Problem statement → Reproduce the material from the line with "A rule for this batch: each instance of the snow on" up to and including the line with "column 228, row 311", renaming "lakeside building" to "waterfront building" and keeping everything else the same.

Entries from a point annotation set
-- start --

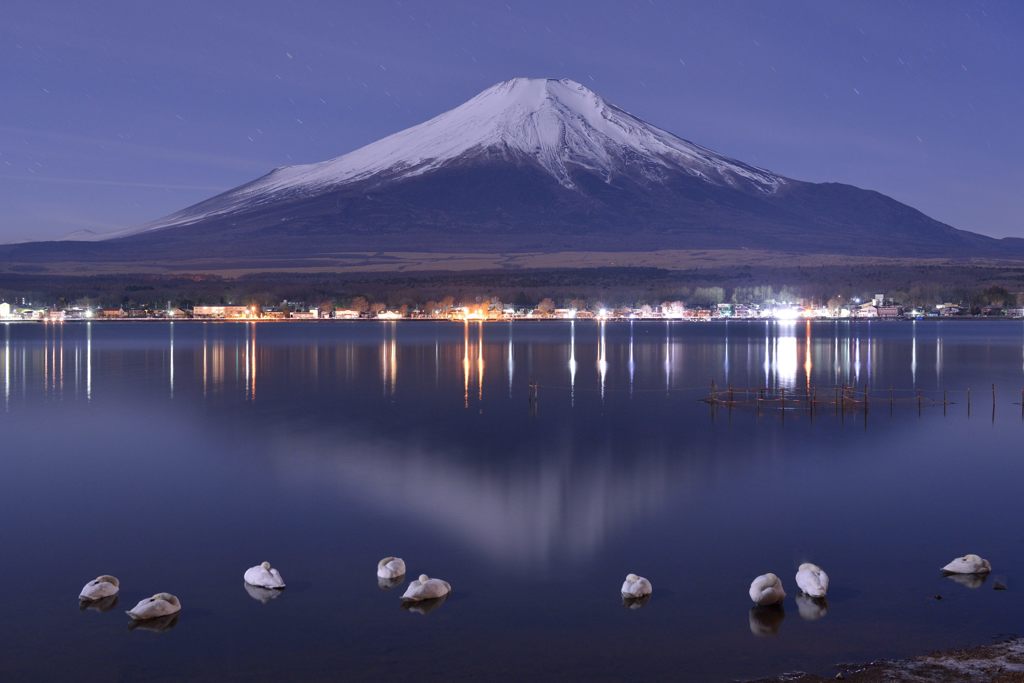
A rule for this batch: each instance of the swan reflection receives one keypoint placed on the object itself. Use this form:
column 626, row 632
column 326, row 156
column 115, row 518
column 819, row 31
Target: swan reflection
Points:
column 636, row 603
column 158, row 625
column 811, row 609
column 101, row 605
column 969, row 580
column 388, row 584
column 424, row 606
column 263, row 595
column 765, row 621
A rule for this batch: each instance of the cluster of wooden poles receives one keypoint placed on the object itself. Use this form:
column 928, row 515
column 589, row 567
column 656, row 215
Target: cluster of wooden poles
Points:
column 842, row 398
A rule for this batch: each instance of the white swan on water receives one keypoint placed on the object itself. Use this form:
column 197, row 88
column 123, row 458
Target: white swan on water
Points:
column 264, row 575
column 391, row 567
column 812, row 580
column 969, row 563
column 426, row 588
column 636, row 587
column 101, row 587
column 161, row 604
column 767, row 590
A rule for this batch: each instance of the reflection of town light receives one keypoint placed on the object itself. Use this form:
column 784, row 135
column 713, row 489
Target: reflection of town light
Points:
column 786, row 356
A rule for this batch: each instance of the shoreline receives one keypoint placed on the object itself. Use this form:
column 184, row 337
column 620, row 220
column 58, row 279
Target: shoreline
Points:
column 962, row 318
column 1001, row 662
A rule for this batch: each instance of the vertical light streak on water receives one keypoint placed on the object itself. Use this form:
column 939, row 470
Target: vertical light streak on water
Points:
column 726, row 361
column 46, row 358
column 808, row 366
column 252, row 383
column 465, row 364
column 767, row 355
column 668, row 355
column 245, row 359
column 6, row 367
column 205, row 366
column 870, row 347
column 60, row 356
column 913, row 355
column 171, row 358
column 479, row 360
column 88, row 360
column 393, row 363
column 384, row 364
column 856, row 359
column 572, row 363
column 632, row 364
column 836, row 354
column 511, row 360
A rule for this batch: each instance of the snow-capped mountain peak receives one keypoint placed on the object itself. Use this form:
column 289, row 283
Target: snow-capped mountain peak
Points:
column 560, row 124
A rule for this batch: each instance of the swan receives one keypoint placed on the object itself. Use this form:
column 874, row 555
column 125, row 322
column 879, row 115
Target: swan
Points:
column 263, row 575
column 100, row 605
column 424, row 606
column 391, row 567
column 767, row 590
column 157, row 625
column 970, row 563
column 812, row 580
column 260, row 594
column 161, row 604
column 101, row 587
column 968, row 580
column 636, row 587
column 811, row 609
column 426, row 588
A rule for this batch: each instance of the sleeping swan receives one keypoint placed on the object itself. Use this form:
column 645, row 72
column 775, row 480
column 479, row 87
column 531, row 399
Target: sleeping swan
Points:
column 159, row 605
column 767, row 590
column 263, row 575
column 968, row 564
column 636, row 587
column 391, row 567
column 812, row 580
column 426, row 588
column 101, row 587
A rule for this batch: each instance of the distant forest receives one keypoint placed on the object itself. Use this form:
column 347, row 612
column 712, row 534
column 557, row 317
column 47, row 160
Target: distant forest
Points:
column 910, row 285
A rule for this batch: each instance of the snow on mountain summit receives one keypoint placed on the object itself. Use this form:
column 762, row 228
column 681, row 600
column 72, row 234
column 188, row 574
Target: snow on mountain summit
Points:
column 559, row 124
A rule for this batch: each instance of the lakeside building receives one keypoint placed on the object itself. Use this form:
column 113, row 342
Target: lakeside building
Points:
column 228, row 311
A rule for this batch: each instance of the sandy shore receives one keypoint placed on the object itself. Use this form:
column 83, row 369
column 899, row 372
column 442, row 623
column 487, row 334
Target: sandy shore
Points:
column 1001, row 663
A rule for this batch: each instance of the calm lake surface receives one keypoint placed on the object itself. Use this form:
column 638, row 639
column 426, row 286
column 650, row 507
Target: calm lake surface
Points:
column 175, row 456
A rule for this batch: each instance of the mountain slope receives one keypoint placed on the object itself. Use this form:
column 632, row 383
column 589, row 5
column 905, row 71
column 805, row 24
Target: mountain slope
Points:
column 536, row 165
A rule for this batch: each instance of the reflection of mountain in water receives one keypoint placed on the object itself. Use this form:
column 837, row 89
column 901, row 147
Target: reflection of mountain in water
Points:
column 526, row 512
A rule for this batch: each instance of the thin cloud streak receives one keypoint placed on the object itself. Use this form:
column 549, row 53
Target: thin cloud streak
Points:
column 114, row 183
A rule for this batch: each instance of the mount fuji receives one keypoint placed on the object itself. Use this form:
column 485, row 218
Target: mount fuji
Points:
column 531, row 165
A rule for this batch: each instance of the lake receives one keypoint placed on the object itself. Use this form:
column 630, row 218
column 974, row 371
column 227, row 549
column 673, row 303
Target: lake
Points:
column 175, row 456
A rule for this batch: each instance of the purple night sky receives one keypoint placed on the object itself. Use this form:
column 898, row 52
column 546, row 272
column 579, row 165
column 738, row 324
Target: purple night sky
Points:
column 115, row 114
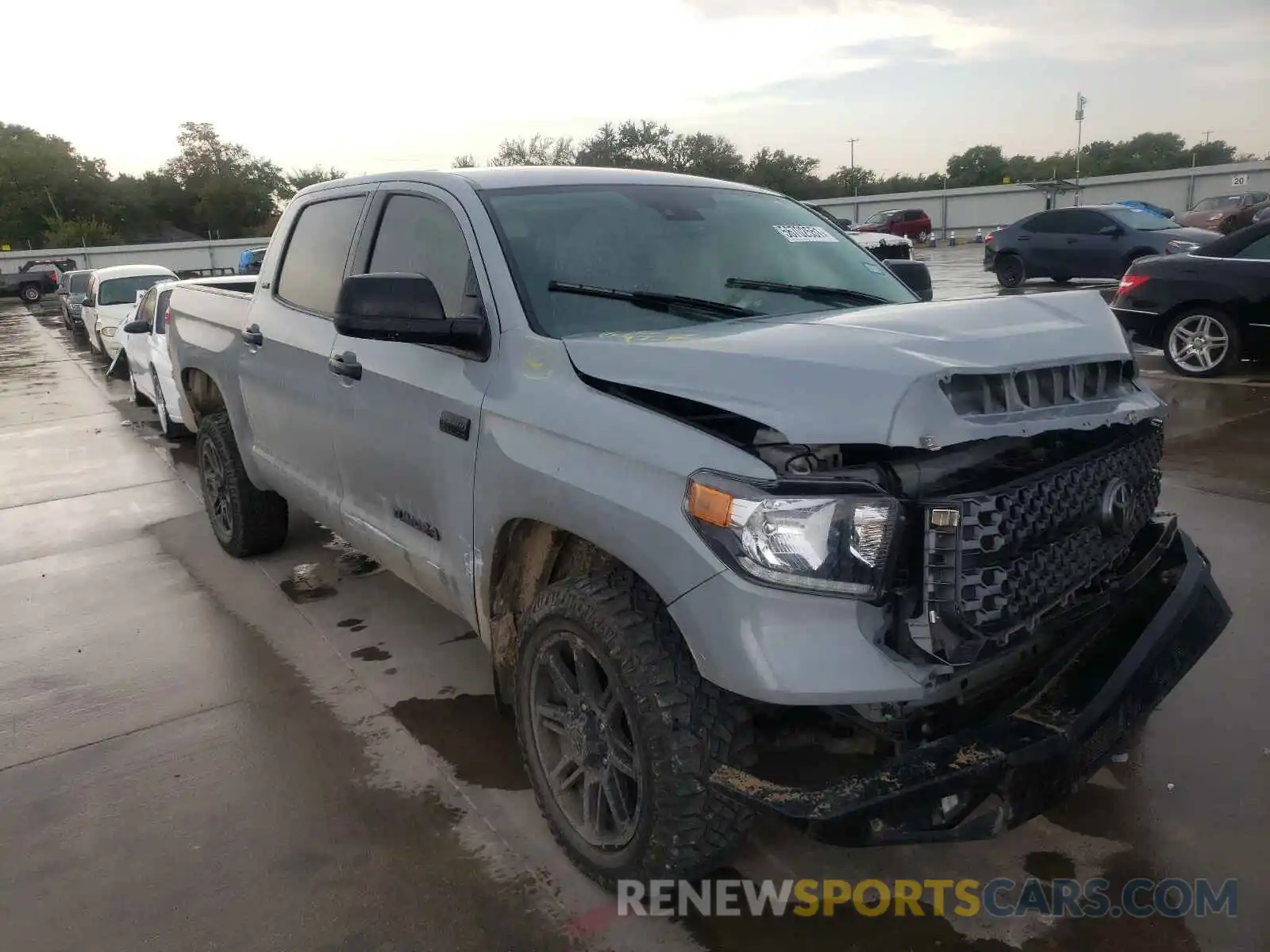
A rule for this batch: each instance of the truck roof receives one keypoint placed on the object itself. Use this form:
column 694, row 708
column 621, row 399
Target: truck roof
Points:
column 531, row 175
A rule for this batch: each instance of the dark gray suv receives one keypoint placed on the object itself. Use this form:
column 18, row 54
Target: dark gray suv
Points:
column 1094, row 241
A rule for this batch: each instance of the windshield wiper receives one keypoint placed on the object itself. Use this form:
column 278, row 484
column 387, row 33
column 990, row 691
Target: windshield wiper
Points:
column 656, row 301
column 812, row 292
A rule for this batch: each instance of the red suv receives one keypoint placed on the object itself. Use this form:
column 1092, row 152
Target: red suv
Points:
column 911, row 222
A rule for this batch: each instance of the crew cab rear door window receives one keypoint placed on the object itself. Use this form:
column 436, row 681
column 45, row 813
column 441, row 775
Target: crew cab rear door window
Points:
column 313, row 266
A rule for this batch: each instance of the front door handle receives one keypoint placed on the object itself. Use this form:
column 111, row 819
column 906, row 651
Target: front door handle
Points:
column 346, row 366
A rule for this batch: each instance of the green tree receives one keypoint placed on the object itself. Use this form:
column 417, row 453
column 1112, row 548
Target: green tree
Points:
column 537, row 150
column 79, row 232
column 41, row 177
column 298, row 179
column 784, row 171
column 702, row 154
column 978, row 165
column 232, row 190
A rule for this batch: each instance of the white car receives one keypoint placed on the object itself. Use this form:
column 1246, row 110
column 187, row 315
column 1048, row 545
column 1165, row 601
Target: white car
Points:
column 112, row 294
column 144, row 336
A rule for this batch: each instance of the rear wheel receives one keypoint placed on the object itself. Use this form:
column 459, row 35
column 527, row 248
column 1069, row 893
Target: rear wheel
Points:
column 1010, row 271
column 620, row 734
column 247, row 520
column 1202, row 343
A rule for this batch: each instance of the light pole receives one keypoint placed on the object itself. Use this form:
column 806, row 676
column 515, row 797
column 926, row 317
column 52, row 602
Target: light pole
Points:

-- end --

Written response →
A rule for this batch: each instance of the snow on mountain summit receives one keypoint placed on the object itself. Use this form:
column 762, row 228
column 681, row 600
column 72, row 234
column 188, row 574
Target: snow on mountain summit
Points:
column 559, row 124
A rule for this batch: each instance of the waterfront building receives one keypoint placed on the object itself. Use this form:
column 113, row 342
Target: waterfront building
Points:
column 228, row 311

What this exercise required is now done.